━━ 연습 입력 자료 ━━
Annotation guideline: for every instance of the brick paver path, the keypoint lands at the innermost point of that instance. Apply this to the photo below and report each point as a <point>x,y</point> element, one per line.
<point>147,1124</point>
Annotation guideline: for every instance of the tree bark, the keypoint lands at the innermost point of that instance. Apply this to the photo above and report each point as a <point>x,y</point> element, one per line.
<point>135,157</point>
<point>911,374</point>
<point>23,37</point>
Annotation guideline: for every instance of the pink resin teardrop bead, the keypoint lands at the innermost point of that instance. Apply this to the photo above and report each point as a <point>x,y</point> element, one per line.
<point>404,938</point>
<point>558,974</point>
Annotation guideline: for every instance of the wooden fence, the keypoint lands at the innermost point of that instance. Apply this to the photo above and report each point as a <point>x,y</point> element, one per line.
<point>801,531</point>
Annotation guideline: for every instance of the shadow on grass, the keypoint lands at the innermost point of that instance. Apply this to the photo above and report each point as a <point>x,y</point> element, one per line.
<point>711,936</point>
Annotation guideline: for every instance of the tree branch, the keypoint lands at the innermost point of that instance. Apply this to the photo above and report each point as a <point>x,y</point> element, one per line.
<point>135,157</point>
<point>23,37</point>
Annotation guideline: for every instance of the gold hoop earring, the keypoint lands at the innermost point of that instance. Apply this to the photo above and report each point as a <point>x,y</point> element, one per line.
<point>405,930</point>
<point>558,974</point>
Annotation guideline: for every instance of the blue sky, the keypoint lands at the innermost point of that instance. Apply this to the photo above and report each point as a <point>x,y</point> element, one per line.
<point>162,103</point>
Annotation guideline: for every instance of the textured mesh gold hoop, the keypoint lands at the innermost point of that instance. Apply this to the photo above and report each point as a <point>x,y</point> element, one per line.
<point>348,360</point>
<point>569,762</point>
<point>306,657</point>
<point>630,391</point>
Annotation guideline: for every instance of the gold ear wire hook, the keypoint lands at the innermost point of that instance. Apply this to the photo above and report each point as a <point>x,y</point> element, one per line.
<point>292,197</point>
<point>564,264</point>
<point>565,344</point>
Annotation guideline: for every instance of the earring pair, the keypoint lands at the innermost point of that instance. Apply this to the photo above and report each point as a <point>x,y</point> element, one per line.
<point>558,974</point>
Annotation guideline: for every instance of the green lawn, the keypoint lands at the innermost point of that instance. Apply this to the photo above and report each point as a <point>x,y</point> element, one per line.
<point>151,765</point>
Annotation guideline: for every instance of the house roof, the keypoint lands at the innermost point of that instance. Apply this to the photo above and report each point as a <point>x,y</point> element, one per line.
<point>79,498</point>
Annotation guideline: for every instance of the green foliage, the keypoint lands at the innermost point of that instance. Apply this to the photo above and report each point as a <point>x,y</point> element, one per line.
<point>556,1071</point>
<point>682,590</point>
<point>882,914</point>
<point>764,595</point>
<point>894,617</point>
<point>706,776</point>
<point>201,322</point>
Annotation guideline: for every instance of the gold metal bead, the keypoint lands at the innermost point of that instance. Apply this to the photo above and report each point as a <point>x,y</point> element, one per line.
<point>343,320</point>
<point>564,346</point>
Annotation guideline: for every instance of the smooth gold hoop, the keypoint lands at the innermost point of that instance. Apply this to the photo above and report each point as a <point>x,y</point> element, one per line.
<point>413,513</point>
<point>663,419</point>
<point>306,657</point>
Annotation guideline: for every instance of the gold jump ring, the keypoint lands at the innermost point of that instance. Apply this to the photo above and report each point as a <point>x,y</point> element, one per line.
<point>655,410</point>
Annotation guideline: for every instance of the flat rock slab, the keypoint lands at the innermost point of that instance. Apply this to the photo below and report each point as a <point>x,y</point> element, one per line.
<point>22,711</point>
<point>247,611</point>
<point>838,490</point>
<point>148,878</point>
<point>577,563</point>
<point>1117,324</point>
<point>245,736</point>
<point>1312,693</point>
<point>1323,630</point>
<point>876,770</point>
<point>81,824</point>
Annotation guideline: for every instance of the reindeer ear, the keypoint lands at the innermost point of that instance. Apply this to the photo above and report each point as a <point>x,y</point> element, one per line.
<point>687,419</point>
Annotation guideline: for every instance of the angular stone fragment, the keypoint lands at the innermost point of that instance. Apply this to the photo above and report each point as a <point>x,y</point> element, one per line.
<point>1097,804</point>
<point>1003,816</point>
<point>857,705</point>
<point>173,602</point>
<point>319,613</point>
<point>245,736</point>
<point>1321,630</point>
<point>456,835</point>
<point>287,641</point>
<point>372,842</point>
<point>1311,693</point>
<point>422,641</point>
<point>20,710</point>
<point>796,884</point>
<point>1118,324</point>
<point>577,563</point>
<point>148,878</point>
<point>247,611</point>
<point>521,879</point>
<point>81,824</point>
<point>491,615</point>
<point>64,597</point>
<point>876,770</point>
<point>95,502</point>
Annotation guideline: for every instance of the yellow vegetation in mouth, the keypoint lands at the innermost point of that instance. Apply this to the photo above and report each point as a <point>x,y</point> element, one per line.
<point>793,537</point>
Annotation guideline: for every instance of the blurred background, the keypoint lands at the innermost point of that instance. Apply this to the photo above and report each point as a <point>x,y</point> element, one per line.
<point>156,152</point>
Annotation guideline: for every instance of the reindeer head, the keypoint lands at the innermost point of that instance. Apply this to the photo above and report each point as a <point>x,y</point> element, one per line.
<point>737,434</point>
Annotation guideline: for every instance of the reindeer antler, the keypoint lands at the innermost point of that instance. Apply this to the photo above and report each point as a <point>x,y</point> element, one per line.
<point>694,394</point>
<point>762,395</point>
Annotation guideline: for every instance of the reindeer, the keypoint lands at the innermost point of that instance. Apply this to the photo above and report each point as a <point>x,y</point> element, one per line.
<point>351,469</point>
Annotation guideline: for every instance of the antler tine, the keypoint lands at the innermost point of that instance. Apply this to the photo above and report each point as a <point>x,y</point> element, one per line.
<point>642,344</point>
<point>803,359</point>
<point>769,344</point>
━━━
과제 목표: 위에 제시된 행을 처음부터 끝까지 하나도 빠짐없이 글자 하나 바꾸지 말고 그대로 다시 적으시오.

문제 풀이:
Annotation guideline: for every instance of the brick paver path, the keypoint lands at the innermost point of that instance. Apply this to the photo below and report each point as a <point>x,y</point> element, one per line.
<point>147,1124</point>
Annotation guideline: for every instance of the tree bark, the keypoint lands at the innermost point of that instance. Apply this to the photo above and report each point as a <point>x,y</point> element, one per line.
<point>135,157</point>
<point>911,374</point>
<point>23,37</point>
Annotation guideline: for every instance of the pink resin teardrop bead, the keypoint lands at the innermost point of that instance. Apply this to the photo above and report each point as a <point>x,y</point> element, one per line.
<point>404,938</point>
<point>558,974</point>
Annotation guideline: for every instance of the wooden fence, the keypoint lands at the innermost point of that instance. Apply this to the photo above and report each point as a <point>x,y</point> element, one per line.
<point>801,531</point>
Annotation guideline: for every instance of the shadow on grass, the keypoint lands at the innermost point of that instance. Apply this to the photo above and report each point as a <point>x,y</point> element, one per line.
<point>711,936</point>
Annotation guideline: for every instance of the tree branch, the keypoint lands at the innermost point of that instance. Apply this to the photo above and report each point as a <point>x,y</point> element, one per line.
<point>135,157</point>
<point>23,37</point>
Annotation guideline: for every instance of the gold hoop earring, the keypoint lands at the innermost point of that instance. Apply this to the photo above and report each point as a <point>x,y</point> element, one per line.
<point>405,930</point>
<point>558,974</point>
Annotation guideline: for every instance of the blue sky, the keypoint lands at the innermost point of that instance. Apply this to the photo above and report each point as a <point>x,y</point> element, one per line.
<point>162,103</point>
Annotation guideline: for every instance of the textured mesh gold hoop, the keypoint lands at the innermost point of that instance. Apply this to the photo above and report each point as a <point>x,y</point> element, one per line.
<point>348,360</point>
<point>569,762</point>
<point>306,657</point>
<point>630,391</point>
Annotation guideline: for every instance of the gold ear wire hook, the keypoint lands at the innermost point of that instance. Apply this to the photo above and report each point as a <point>x,y</point> element, one per line.
<point>292,197</point>
<point>564,264</point>
<point>565,344</point>
Annotation guideline: for every instance of the earring pair, the keypoint lands at the innermost point of that instance. Apply this to the photo above and report each point as a <point>x,y</point> element, one per line.
<point>558,974</point>
Annotation guideline: for every instance of the green lawn, the keypoint lands at the innermost point of that instance. Apply this to the photo above and report each point as a <point>x,y</point> element, one per line.
<point>151,765</point>
Annotation guideline: for every instance of the house roof, the keypoint lands at the innermost point of that instance. Apply this to the photo above and report each point as a <point>x,y</point> element, one per line.
<point>79,498</point>
Annotation guideline: for every instance of the green foliage, the keypoint lands at the innermost point of that instance. Apply this to the photo above and report each point as a <point>x,y</point> element, one per line.
<point>556,1071</point>
<point>682,590</point>
<point>882,914</point>
<point>764,595</point>
<point>894,617</point>
<point>706,776</point>
<point>201,322</point>
Annotation guideline: for every instance of the gold metal bead, the keypoint lands at the innermost point of that instance. Apply this to the photo above and report each point as a <point>x,y</point> element, one per line.
<point>343,320</point>
<point>564,346</point>
Annotation guideline: for every instance of the smooth gold hoop, the keypoint lands at the innermost point of that instance. Apply this to the photo above and report each point as a <point>x,y</point> element, one per line.
<point>413,513</point>
<point>663,419</point>
<point>306,657</point>
Annotation guideline: for every instance of the gold jump ring, the keypoint lands at the innermost point of that instance. Apply this to the photo above and report each point as a <point>x,y</point> element, one per line.
<point>655,410</point>
Annotation guideline: for every instance of the flat rock slab, the keypoint lands at the innermost point of that instance. Apply this to the photo below and report each point as a <point>x,y</point> element, one per line.
<point>22,711</point>
<point>247,611</point>
<point>838,490</point>
<point>148,878</point>
<point>577,563</point>
<point>1117,324</point>
<point>245,736</point>
<point>1312,693</point>
<point>1323,630</point>
<point>876,770</point>
<point>81,824</point>
Annotation guideline: for every instance of the reindeer ear, the keypoint lands at the innermost point of that instance. Apply this to the photo above and report each point as a <point>x,y</point> element, one per line.
<point>687,419</point>
Annotation guideline: for every instance of the angular stone fragment, the keypoint lands at the innermost point of that instance. Apply this to the photo above and report each point as a <point>x,y</point> element, one per line.
<point>1097,804</point>
<point>1003,816</point>
<point>857,705</point>
<point>173,602</point>
<point>319,613</point>
<point>245,736</point>
<point>1321,630</point>
<point>456,835</point>
<point>287,641</point>
<point>372,842</point>
<point>1311,693</point>
<point>422,641</point>
<point>20,710</point>
<point>796,884</point>
<point>1118,324</point>
<point>577,563</point>
<point>148,878</point>
<point>247,611</point>
<point>521,879</point>
<point>81,824</point>
<point>491,615</point>
<point>64,597</point>
<point>876,770</point>
<point>95,502</point>
Annotation guideline: for every instance of the yellow vegetation in mouth, the keypoint lands at the innermost point of that instance. Apply this to the photo above and report each point as a <point>x,y</point> element, one per line.
<point>793,537</point>
Annotation guideline: for every instance of the blurred background, the keypoint lands at the innermost point of that instance. Apply this to the photo above and report each point as a <point>x,y</point> element, one per line.
<point>156,152</point>
Annotation guideline: for every instance of the reindeer head, the keypoint lands at the innermost point of that instance. Apply this to the photo above and report each point as a <point>x,y</point> element, one per line.
<point>737,434</point>
Annotation guideline: for every instance of the reindeer antler, the keypoint lands at the innermost point of that instance. Apply this to the photo above and report each point as a <point>x,y</point> element, one per line.
<point>694,394</point>
<point>762,395</point>
Annotation guideline: for every instance of the reindeer, the keypoint lands at the innermost point of that instance. Apply this to the photo above and report each point as a <point>x,y</point> element, one per line.
<point>351,469</point>
Annotation guideline: for every instance of the antler tine, the keypoint lands at the innermost point of that instance. Apply this to the photo above and report each point as a <point>x,y</point> element, one per line.
<point>642,344</point>
<point>803,359</point>
<point>769,344</point>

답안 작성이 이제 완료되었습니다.